Given problem 1 »
Answer these questions from the Transition Service text, one line each:
(a) Between which two points in time should existing resources be used to provide Transition Service?
(b) Whom must PSNH hire to conduct the process for acquiring Transition Service?
(c) How many different providers of Transition Service does the Commission consider appropriate at this point?
Given problem 2 » Turn the paragraph of the Transition Service text that begins "The Commission finds that the process outlined" into a short list that keeps its main facts.

Page »
=-=-=-=-=

4.   Use of Existing Resources

     Several parties have suggested that existing PSNH resources be used to
provide Transition Service for an interim period.  RSA 374-F:3,V(b) provides
that Transition Service "should be procured through competitive means...."
This provision was elaborated upon by the Legislature in 1998 N.H. Laws
191:1,V(b), which states that procuring through competitive means includes
the "option of having transition service supplied by the current owner of
such generation assets while the sale is pending...."  In light of this
provision, it is clear that use of existing resources for the provision of
Transition Service is consistent with the Legislature's intention.

     The Commission finds that it is reasonable to allow PSNH to utilize its
existing resource portfolio for the provision of Transition Service for a
limited period of time (rather than engaging in market transactions to
dispose of its resources pending divestiture) because it will eliminate the
administrative expenses associated with those market transactions and one of
the many additional tasks created by restructuring.

     In addition, interim use of the current resources, including IPP power
and PSNH ownedfacilities or entitlements will further assist in reducing
deferrals.  For all of these reasons we believe that it is appropriate and
beneficial to use existing resources on an interim basis to provide
Transition Service.  This "interim period" should be a limited one, dependent
on the length of time it will take to procure Transition Service and the
length of time to divest certain generation assets. Based upon the estimates
of when these actions will occur, the Commission finds that existing
resources should be used between Competition Day and January 1, 2001.  The
Commission reserves the authority to modify that date based on how these
processes unfold over the next few months.

     PSNH shall be responsible for any excess resources in accordance with
Section IX of the Settlement Agreement.  If PSNH's assets are sold prior to
that time, PSNH will be responsible for providing Transition Service from
market resources.

5.   Transition Service Bidding

     The Commission finds that the process outlined by the Settling Parties
for awarding Transition Service is appropriate.  Affiliates of PSNH will not
be prevented from bidding. Because a PSNH affiliate intends to bid on
Transition Service, it is appropriate to require PSNH to hire an independent
consultant to conduct the process for acquiring Transition Service, and to
provide Commission Staff with plenary oversight authority.  This action is
taken in order to provide bidders and customers with the maximum assurances
that Transition Service will be procured through as fair a process as is
practicable.

     There may be more than one round of bids, and Transition Service may be
awarded to more than one bidder.  Three different providers of Transition
Service seems appropriate to us at this point, but we reserve the right to
make a final decision on that issue based on the advice of the independent
third party that conducts the auction process.  Branding is appropriate and
will be permitted.  We expect it to improve the result.

=-=-=-=-=

Data extract »
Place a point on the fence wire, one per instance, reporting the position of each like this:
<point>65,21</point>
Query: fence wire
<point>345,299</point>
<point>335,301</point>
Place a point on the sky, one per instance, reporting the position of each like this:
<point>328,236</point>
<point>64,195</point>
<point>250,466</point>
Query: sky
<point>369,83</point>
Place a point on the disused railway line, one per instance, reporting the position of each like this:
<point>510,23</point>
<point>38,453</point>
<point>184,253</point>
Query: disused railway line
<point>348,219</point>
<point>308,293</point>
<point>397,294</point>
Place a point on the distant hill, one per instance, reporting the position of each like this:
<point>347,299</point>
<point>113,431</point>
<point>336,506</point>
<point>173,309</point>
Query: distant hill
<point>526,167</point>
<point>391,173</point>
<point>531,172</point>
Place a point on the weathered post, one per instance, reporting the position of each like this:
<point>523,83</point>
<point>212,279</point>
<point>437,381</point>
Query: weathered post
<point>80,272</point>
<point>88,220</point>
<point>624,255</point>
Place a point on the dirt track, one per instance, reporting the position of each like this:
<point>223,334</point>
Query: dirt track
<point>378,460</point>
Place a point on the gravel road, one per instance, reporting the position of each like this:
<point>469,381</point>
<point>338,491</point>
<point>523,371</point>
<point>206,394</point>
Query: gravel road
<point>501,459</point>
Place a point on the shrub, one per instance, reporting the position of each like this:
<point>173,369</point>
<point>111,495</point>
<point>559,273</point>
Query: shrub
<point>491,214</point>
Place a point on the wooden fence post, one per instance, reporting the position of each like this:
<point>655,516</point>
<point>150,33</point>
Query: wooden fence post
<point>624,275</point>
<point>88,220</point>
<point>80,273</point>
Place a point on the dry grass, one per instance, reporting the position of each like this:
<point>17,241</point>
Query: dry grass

=-=-=-=-=

Written solution 1 »
(a) Between Competition Day and January 1, 2001.
(b) An independent consultant.
(c) Three.

Written solution 2 »
- The process the Settling Parties outlined for awarding Transition Service is appropriate.
- PSNH affiliates will not be prevented from bidding.
- Because a PSNH affiliate intends to bid, PSNH must hire an independent consultant to run the process for acquiring Transition Service.
- Commission Staff will have plenary oversight authority.
- These steps give bidders and customers the greatest assurance that the procurement will be as fair as practicable.